## EXTRACT TO READ

The Fantasy Best Friend

Published: February 20, 2012 | Last Updated: February 21, 2012 By | 4 Replies Continue Reading

Not all best friends turn out to be keepers




I had a boyfriend for two months that I became madly in love with, and thought
he felt the same for me.  His friends constantly said they had never seen
him like this. Then, late into his birthday party, we got into a spat and
he dumped me. It was gruesome and sudden, especially for a relationship I had
deemed meaningful and important. Most importantly to me, I thought of him
as someone not only important romantically, but someone that would turn into my
best friend.

For several months he kept forcing me to see him; we’d reconnect, I would
foolishly think he had changed his feelings, then he’d disappear again. I
recently felt as though it had dragged on too long and was becoming psychologically traumatic for me, and definitively ended the relationship. I
sent him a very kind note saying I could not be his friend when I believed we
could never be that, and defriended him on Facebook (him… and his friends).

## WRITTEN EXERCISE 1
Arrange everything from the start of the records down to the line containing "point(156, 249)" as a two-column CSV with the columns "query" and "result", one row per record. Put each record's text and its answer in one quoted field apiece, replacing line breaks with spaces.

## INPUT FOR THIS TASK
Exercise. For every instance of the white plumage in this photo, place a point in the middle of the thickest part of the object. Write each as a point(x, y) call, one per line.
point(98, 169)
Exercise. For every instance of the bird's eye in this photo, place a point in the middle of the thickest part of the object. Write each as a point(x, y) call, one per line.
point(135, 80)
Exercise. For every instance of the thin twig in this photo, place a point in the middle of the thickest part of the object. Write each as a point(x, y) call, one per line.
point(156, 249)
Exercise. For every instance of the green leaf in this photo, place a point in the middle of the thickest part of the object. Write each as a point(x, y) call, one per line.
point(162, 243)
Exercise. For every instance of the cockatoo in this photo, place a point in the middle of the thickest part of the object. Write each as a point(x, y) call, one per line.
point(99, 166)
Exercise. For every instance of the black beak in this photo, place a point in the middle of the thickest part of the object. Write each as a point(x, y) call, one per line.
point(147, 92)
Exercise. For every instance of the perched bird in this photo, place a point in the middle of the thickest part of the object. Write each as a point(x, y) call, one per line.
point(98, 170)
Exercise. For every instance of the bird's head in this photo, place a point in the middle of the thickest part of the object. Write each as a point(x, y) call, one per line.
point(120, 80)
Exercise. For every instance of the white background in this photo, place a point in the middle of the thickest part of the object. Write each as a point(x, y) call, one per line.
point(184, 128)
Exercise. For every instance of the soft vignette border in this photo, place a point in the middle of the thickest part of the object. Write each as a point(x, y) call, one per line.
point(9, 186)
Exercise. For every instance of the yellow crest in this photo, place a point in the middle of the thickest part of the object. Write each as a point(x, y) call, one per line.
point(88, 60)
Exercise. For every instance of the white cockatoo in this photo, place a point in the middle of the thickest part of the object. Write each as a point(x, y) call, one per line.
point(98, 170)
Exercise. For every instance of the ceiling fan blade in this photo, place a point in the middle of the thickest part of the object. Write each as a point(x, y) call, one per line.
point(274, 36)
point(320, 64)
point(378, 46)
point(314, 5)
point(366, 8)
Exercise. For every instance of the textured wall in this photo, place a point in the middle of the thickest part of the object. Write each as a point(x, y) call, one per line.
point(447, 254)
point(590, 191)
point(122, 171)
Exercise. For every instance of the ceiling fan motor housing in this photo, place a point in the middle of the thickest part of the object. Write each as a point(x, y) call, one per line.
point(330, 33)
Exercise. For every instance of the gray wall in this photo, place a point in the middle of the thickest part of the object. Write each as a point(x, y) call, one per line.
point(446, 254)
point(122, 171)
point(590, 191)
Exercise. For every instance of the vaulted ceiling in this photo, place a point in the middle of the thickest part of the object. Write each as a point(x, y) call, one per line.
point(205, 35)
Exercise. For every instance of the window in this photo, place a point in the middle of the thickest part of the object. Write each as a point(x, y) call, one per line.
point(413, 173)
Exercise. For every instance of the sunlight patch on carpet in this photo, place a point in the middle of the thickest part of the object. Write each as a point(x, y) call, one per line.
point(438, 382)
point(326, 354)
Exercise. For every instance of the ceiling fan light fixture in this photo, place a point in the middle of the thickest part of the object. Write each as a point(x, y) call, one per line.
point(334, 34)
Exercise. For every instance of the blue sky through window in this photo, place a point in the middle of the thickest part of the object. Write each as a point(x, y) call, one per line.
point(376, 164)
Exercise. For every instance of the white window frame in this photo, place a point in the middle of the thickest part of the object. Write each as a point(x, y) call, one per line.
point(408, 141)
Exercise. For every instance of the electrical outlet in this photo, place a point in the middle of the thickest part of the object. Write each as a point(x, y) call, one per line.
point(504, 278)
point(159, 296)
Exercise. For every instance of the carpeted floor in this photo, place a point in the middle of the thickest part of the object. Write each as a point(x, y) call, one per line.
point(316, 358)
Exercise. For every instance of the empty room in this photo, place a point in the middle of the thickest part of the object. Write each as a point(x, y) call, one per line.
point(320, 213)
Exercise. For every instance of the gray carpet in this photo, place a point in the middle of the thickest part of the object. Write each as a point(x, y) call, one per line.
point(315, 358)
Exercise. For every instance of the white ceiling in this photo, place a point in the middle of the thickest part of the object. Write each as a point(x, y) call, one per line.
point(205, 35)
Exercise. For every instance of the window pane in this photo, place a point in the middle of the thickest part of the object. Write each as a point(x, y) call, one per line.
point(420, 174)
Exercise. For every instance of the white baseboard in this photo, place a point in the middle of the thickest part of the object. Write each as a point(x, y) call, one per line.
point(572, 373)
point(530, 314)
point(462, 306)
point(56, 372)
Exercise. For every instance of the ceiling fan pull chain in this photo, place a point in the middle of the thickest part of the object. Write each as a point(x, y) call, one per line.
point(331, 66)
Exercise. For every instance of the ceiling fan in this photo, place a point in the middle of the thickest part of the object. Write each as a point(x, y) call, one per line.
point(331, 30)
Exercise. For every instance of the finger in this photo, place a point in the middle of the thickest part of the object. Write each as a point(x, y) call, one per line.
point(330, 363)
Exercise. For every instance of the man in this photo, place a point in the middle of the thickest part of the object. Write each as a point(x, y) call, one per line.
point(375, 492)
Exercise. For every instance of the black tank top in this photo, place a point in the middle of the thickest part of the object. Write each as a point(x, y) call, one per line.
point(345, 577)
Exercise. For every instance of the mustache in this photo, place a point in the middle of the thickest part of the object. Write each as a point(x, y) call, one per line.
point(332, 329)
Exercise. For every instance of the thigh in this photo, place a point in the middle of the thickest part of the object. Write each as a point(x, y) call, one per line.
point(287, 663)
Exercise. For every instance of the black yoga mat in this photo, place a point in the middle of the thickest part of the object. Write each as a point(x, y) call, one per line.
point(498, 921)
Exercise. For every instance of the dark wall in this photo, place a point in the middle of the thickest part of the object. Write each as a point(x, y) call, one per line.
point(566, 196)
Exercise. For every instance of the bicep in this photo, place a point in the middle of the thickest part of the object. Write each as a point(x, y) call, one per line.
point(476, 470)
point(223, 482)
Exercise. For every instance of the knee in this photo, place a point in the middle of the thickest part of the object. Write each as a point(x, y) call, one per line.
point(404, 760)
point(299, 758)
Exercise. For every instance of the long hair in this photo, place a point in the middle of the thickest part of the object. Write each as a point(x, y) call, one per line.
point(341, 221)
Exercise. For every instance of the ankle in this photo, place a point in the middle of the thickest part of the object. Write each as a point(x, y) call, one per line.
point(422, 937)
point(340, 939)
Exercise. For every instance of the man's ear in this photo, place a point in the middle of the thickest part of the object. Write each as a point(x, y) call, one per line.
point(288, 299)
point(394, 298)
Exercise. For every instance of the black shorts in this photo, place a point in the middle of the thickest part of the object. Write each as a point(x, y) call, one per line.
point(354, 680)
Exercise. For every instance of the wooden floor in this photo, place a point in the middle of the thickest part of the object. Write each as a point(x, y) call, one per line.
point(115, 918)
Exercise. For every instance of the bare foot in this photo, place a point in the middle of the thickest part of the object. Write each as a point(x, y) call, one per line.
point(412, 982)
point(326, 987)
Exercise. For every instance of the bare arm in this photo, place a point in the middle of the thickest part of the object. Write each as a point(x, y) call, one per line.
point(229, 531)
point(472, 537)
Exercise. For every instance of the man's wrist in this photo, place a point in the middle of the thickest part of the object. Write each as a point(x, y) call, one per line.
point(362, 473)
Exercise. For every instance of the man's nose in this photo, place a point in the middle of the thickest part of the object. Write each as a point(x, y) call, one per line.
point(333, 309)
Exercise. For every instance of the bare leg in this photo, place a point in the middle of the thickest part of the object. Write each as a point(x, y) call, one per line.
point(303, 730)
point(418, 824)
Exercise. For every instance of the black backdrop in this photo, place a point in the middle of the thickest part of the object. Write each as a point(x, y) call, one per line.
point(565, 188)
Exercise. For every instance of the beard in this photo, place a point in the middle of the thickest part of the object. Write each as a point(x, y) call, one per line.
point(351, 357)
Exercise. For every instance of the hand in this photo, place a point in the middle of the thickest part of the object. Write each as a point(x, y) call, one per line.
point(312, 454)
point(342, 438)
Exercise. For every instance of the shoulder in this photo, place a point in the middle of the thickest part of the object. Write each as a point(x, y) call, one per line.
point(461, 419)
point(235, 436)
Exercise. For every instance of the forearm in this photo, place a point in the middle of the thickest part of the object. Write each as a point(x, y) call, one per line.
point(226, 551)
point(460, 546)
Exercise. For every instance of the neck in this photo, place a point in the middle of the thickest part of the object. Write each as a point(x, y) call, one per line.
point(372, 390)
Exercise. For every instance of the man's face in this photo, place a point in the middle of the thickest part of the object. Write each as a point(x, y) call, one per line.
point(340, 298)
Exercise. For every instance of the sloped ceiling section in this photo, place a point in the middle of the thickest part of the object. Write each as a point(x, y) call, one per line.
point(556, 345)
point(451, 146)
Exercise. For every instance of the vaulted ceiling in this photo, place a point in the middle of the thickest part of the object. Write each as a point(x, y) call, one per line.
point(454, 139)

## WRITTEN EXERCISE 2
Say whether each statement agrees with the essay about the fantasy best friend, answering yes or no and quoting the deciding words. (a) The relationship lasted two months. (b) The breakup came during an argument at his birthday party. (c) The writer ended things for good with a phone call.

## EXERCISE SOLUTION 1
query,result
"Exercise. For every instance of the white plumage in this photo, place a point in the middle of the thickest part of the object. Write each as a point(x, y) call, one per line.","point(98, 169)"
"Exercise. For every instance of the bird's eye in this photo, place a point in the middle of the thickest part of the object. Write each as a point(x, y) call, one per line.","point(135, 80)"
"Exercise. For every instance of the thin twig in this photo, place a point in the middle of the thickest part of the object. Write each as a point(x, y) call, one per line.","point(156, 249)"

## EXERCISE SOLUTION 2
(a) Yes: "I had a boyfriend for two months"
(b) Yes: "late into his birthday party, we got into a spat and he dumped me"
(c) No: "sent him a very kind note"